== THINGS TO DO ==
**1.** In the album review, turn the paragraph beginning "'Run Run Run' is alarmingly infectious" into a short list, one item per song, keeping its main facts.
**2.** According to the album review, what is an ostrich tuned guitar?
**3.** Extend the album review, picking up right after its final sentence.

== TEXT SHOWN ==
- - -

Her first lead vocal performance is on the next track 'Femme Fatale', a ballad about a woman who finds pleasure in toying with her prey’s emotions. “You’re written in the book / you’re number thirty-seven have a look” Nico’s unique singing voice (further perpetuated by her thick Teutonic accent), the soft guitar arpeggios, drum brushed snare hits and walking bass lines work together so naturally yet masterfully that it sounds like heaven.

'Venus in Furs' displays a mastery of tension that never quit eases down – Reed’s ostrich tuned (a guitar which has all its strings tuned to the same note) guitar, Cale’s scintillating viola and Maureen Tucker’s booming drums and tambourine morph the track into an unstoppable god-level juggernaut. 

'Run Run Run' is alarmingly infectious and exciting with it’s Dylan-esque guitar melody, 'All Tomorrow’s Parties' has rich experimental instrumentation (prepared piano: with a chain of paper clips interlaced with the piano strings) but “Heroin” contains every bit of ambition and length that could make it the album's centrepiece.

- - -

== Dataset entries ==
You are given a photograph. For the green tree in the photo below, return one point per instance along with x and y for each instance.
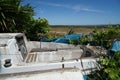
(13, 16)
(39, 26)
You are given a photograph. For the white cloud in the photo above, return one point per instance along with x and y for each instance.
(73, 7)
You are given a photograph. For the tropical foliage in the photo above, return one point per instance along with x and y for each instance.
(104, 37)
(15, 17)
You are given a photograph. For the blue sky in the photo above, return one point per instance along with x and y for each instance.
(77, 12)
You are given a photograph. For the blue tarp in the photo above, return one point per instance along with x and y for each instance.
(116, 46)
(66, 38)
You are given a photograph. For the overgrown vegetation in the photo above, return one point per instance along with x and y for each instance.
(109, 65)
(109, 70)
(103, 37)
(15, 17)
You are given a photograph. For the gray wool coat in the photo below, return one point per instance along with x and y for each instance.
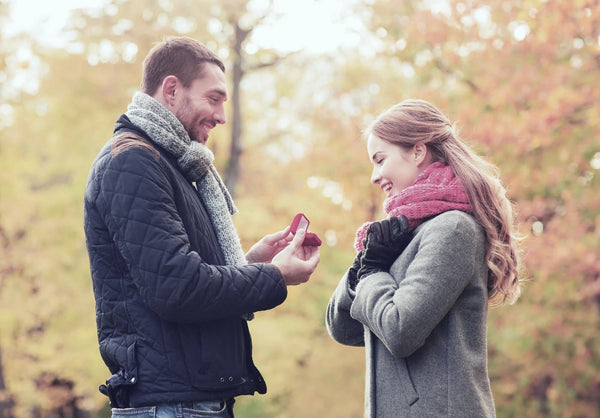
(423, 325)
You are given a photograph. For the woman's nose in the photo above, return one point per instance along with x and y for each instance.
(375, 177)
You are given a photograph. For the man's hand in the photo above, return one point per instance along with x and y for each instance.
(269, 246)
(297, 262)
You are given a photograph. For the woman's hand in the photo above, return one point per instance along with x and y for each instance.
(269, 246)
(384, 243)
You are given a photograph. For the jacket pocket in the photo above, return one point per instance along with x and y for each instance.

- - -

== RESULTS BY TASK ==
**1.**
- "Run Run Run": alarmingly infectious and exciting, with a Dylan-esque guitar melody.
- "All Tomorrow's Parties": rich experimental instrumentation, including a prepared piano with a chain of paper clips interlaced with the strings.
- "Heroin": has all the ambition and length to make it the album's centerpiece.

**2.** A guitar that has all its strings tuned to the same note.

**3.**
The 7-minute experiment is triumphant, grandiose and gut wrenchingly noisy. Unlike 'Venus in Furs', there are clear builds and rests – the tension leaps out and attacks, no less as it’s written from the narrator’s standpoint about the thrills and conscious lows that come with drug abuse. Cacophonous and harrowing, Cale’s violas are sinister and hectic while Sterling Morrison’s guitar playing can get relaxed and tranquil at some moments.

Reed’s lyrics are passionately poetic, descriptive and are adorned with vivid imagery. On 'All Tomorrow’s Parties', he borrows elements from the nursery rhyme Monday’s Child, and fuses analogies on the passage of time with feelings of apprehension and premonition that a young person could face growing up.

On 'I’ll Be Your Mirror', Reed connects these metaphors: of mirrors, door lights, the natural imagery of the wind, rain and not discounting the sun with a romanticism that aligns with the narrative of the track so earnestly. “When you think the night has seen your mind / that inside you’re twisted and unkind / let me stand to show that you are blind / please put down your hands / because I see you.” 

The album's overall iconoclastic volatility might've stemmed from the album's tense recording sessions. Dissatisfied with Nico’s vocals on the track — which grew more aggressive with each take — her bandmates made her record the song again and again. As she was left on the verge of tears, they suggested doing one more take and said that they’d scrap the song if she didn’t get it right.

And she did, or to the bandmates at least. For as all-encompassing as the album is however, it isn’t without its flaws. In spite of an ending of sorts “You’d better say so long / your clown’s bid you goodbye”, the garbled instrumental might have been a little abrupt and could have benefited from a more conclusive finish.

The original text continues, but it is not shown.